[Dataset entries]
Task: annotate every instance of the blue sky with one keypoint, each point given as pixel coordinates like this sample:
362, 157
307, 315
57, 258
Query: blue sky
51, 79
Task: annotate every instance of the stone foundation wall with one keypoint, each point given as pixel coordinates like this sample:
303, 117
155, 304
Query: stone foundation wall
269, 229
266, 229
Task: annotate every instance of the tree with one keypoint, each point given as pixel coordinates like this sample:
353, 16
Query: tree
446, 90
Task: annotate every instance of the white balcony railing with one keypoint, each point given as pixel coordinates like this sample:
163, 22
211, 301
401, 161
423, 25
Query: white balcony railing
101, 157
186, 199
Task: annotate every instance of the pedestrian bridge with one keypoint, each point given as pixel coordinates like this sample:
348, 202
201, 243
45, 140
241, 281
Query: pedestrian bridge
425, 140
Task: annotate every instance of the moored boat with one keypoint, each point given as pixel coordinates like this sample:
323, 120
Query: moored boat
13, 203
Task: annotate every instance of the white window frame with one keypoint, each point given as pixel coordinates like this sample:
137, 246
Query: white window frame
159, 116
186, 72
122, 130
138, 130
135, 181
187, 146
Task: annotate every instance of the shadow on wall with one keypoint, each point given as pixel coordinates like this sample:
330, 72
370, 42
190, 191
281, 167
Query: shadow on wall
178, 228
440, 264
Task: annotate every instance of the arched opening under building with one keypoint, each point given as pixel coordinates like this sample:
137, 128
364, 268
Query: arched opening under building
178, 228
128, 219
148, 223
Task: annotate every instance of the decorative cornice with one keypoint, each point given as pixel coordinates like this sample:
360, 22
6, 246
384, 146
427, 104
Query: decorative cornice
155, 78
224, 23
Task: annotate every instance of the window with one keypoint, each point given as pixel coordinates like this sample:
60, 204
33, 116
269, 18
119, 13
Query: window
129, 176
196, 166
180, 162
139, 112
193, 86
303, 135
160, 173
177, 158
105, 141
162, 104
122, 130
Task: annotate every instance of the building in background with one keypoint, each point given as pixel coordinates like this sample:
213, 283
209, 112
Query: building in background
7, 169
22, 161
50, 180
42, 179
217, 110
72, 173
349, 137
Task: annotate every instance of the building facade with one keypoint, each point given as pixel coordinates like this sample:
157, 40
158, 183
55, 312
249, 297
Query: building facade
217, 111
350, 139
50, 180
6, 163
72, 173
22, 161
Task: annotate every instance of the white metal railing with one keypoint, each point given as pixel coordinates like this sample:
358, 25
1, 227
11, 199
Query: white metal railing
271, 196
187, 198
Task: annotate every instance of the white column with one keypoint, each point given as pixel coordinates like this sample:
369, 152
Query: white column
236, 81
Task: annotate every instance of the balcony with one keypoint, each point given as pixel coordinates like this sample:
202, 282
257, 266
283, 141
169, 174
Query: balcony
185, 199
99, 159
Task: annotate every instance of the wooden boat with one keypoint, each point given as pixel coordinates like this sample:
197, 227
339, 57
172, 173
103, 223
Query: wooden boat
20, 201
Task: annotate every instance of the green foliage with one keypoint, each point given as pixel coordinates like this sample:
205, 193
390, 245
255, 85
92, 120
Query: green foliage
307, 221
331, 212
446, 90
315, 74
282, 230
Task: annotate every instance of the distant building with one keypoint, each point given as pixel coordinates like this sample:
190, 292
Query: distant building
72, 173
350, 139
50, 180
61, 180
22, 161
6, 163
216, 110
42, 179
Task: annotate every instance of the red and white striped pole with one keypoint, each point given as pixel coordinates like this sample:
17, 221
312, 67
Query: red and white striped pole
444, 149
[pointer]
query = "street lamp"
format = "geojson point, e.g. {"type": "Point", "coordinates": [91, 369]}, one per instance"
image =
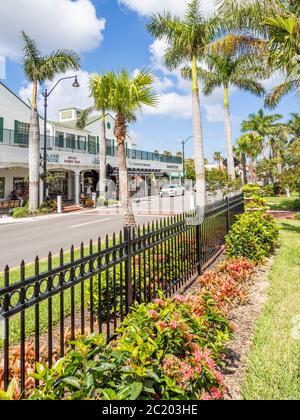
{"type": "Point", "coordinates": [46, 95]}
{"type": "Point", "coordinates": [184, 142]}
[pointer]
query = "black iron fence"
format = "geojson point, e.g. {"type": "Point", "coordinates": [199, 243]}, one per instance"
{"type": "Point", "coordinates": [91, 289]}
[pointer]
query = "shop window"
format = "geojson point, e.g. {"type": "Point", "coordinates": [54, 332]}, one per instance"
{"type": "Point", "coordinates": [71, 141]}
{"type": "Point", "coordinates": [2, 187]}
{"type": "Point", "coordinates": [23, 133]}
{"type": "Point", "coordinates": [81, 142]}
{"type": "Point", "coordinates": [59, 140]}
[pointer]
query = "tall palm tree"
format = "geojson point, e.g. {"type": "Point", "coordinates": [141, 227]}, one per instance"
{"type": "Point", "coordinates": [187, 39]}
{"type": "Point", "coordinates": [38, 69]}
{"type": "Point", "coordinates": [278, 23]}
{"type": "Point", "coordinates": [226, 70]}
{"type": "Point", "coordinates": [250, 145]}
{"type": "Point", "coordinates": [217, 157]}
{"type": "Point", "coordinates": [127, 97]}
{"type": "Point", "coordinates": [99, 91]}
{"type": "Point", "coordinates": [262, 124]}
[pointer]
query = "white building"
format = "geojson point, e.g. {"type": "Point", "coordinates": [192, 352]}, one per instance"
{"type": "Point", "coordinates": [72, 154]}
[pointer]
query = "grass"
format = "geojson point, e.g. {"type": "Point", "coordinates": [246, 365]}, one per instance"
{"type": "Point", "coordinates": [273, 368]}
{"type": "Point", "coordinates": [284, 203]}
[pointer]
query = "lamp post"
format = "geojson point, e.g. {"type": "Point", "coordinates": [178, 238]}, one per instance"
{"type": "Point", "coordinates": [184, 142]}
{"type": "Point", "coordinates": [46, 95]}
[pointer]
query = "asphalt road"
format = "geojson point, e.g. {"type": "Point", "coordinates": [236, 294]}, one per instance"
{"type": "Point", "coordinates": [26, 240]}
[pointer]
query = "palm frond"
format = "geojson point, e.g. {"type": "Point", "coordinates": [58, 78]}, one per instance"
{"type": "Point", "coordinates": [58, 62]}
{"type": "Point", "coordinates": [274, 97]}
{"type": "Point", "coordinates": [82, 118]}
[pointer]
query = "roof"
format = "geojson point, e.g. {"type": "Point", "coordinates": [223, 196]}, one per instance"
{"type": "Point", "coordinates": [16, 96]}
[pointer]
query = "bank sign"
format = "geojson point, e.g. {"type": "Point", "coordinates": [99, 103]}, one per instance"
{"type": "Point", "coordinates": [64, 159]}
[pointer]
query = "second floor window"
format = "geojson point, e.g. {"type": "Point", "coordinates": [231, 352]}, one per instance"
{"type": "Point", "coordinates": [71, 141]}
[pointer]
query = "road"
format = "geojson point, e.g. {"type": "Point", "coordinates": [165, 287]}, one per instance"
{"type": "Point", "coordinates": [36, 237]}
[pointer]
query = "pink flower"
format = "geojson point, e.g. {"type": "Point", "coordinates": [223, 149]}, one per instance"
{"type": "Point", "coordinates": [219, 377]}
{"type": "Point", "coordinates": [153, 314]}
{"type": "Point", "coordinates": [162, 325]}
{"type": "Point", "coordinates": [180, 298]}
{"type": "Point", "coordinates": [173, 324]}
{"type": "Point", "coordinates": [159, 302]}
{"type": "Point", "coordinates": [216, 394]}
{"type": "Point", "coordinates": [206, 397]}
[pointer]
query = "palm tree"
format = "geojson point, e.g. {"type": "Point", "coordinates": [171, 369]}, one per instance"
{"type": "Point", "coordinates": [127, 97]}
{"type": "Point", "coordinates": [38, 69]}
{"type": "Point", "coordinates": [262, 124]}
{"type": "Point", "coordinates": [187, 39]}
{"type": "Point", "coordinates": [278, 23]}
{"type": "Point", "coordinates": [217, 157]}
{"type": "Point", "coordinates": [226, 70]}
{"type": "Point", "coordinates": [250, 145]}
{"type": "Point", "coordinates": [99, 91]}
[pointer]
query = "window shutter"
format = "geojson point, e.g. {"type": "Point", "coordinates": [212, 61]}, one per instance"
{"type": "Point", "coordinates": [1, 129]}
{"type": "Point", "coordinates": [16, 132]}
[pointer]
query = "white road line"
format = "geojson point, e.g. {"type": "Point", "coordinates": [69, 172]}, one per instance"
{"type": "Point", "coordinates": [89, 223]}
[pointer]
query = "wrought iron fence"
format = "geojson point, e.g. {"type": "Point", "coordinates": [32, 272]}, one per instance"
{"type": "Point", "coordinates": [92, 289]}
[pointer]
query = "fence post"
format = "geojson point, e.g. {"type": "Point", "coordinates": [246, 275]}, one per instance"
{"type": "Point", "coordinates": [199, 248]}
{"type": "Point", "coordinates": [128, 273]}
{"type": "Point", "coordinates": [228, 215]}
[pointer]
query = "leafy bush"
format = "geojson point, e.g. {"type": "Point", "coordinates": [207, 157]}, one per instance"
{"type": "Point", "coordinates": [251, 189]}
{"type": "Point", "coordinates": [229, 284]}
{"type": "Point", "coordinates": [18, 213]}
{"type": "Point", "coordinates": [253, 236]}
{"type": "Point", "coordinates": [256, 202]}
{"type": "Point", "coordinates": [168, 349]}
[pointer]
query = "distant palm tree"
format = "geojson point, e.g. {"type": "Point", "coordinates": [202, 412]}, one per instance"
{"type": "Point", "coordinates": [186, 39]}
{"type": "Point", "coordinates": [262, 124]}
{"type": "Point", "coordinates": [250, 145]}
{"type": "Point", "coordinates": [218, 158]}
{"type": "Point", "coordinates": [127, 97]}
{"type": "Point", "coordinates": [278, 23]}
{"type": "Point", "coordinates": [99, 91]}
{"type": "Point", "coordinates": [38, 69]}
{"type": "Point", "coordinates": [226, 70]}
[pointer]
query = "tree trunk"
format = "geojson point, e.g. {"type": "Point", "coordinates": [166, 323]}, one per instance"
{"type": "Point", "coordinates": [228, 136]}
{"type": "Point", "coordinates": [34, 155]}
{"type": "Point", "coordinates": [199, 146]}
{"type": "Point", "coordinates": [120, 133]}
{"type": "Point", "coordinates": [102, 157]}
{"type": "Point", "coordinates": [244, 164]}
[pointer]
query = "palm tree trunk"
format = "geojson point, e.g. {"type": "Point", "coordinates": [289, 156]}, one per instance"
{"type": "Point", "coordinates": [120, 132]}
{"type": "Point", "coordinates": [34, 154]}
{"type": "Point", "coordinates": [198, 139]}
{"type": "Point", "coordinates": [228, 135]}
{"type": "Point", "coordinates": [102, 157]}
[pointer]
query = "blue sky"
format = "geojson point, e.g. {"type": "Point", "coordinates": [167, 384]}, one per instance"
{"type": "Point", "coordinates": [111, 34]}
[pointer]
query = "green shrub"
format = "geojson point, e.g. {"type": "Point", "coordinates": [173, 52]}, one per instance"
{"type": "Point", "coordinates": [169, 349]}
{"type": "Point", "coordinates": [253, 236]}
{"type": "Point", "coordinates": [251, 189]}
{"type": "Point", "coordinates": [18, 213]}
{"type": "Point", "coordinates": [256, 202]}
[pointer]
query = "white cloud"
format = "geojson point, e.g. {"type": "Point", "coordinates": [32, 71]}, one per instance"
{"type": "Point", "coordinates": [63, 96]}
{"type": "Point", "coordinates": [53, 23]}
{"type": "Point", "coordinates": [178, 7]}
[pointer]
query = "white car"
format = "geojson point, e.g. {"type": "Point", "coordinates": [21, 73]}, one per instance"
{"type": "Point", "coordinates": [173, 190]}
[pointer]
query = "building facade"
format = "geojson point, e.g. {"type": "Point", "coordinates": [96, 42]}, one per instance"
{"type": "Point", "coordinates": [72, 154]}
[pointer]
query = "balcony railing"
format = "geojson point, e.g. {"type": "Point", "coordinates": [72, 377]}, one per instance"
{"type": "Point", "coordinates": [10, 138]}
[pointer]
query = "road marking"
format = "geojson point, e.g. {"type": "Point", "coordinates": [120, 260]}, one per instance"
{"type": "Point", "coordinates": [89, 223]}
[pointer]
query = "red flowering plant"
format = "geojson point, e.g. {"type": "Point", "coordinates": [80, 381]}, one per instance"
{"type": "Point", "coordinates": [229, 284]}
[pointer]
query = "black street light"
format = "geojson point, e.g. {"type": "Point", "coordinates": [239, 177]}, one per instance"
{"type": "Point", "coordinates": [46, 95]}
{"type": "Point", "coordinates": [184, 142]}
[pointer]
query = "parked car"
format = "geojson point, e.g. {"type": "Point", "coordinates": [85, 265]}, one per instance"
{"type": "Point", "coordinates": [173, 190]}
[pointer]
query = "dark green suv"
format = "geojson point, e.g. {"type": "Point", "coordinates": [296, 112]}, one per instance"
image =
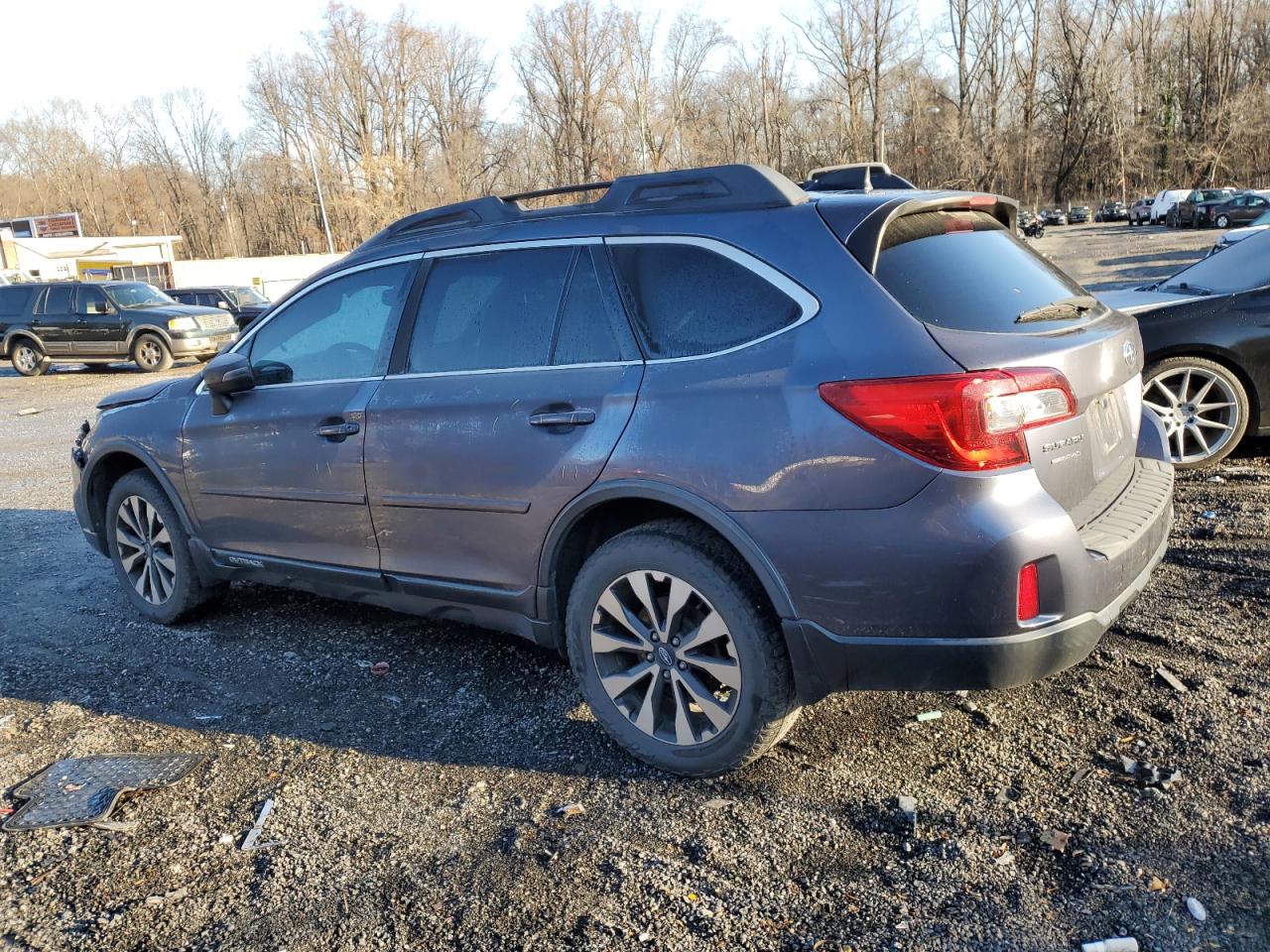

§ **What this task involves**
Return every line above that contains the word "palm".

§ **Your solution**
query = "tall palm tree"
query = "palm frond"
query = "palm tree"
query = "distant palm tree"
query = "palm tree trunk"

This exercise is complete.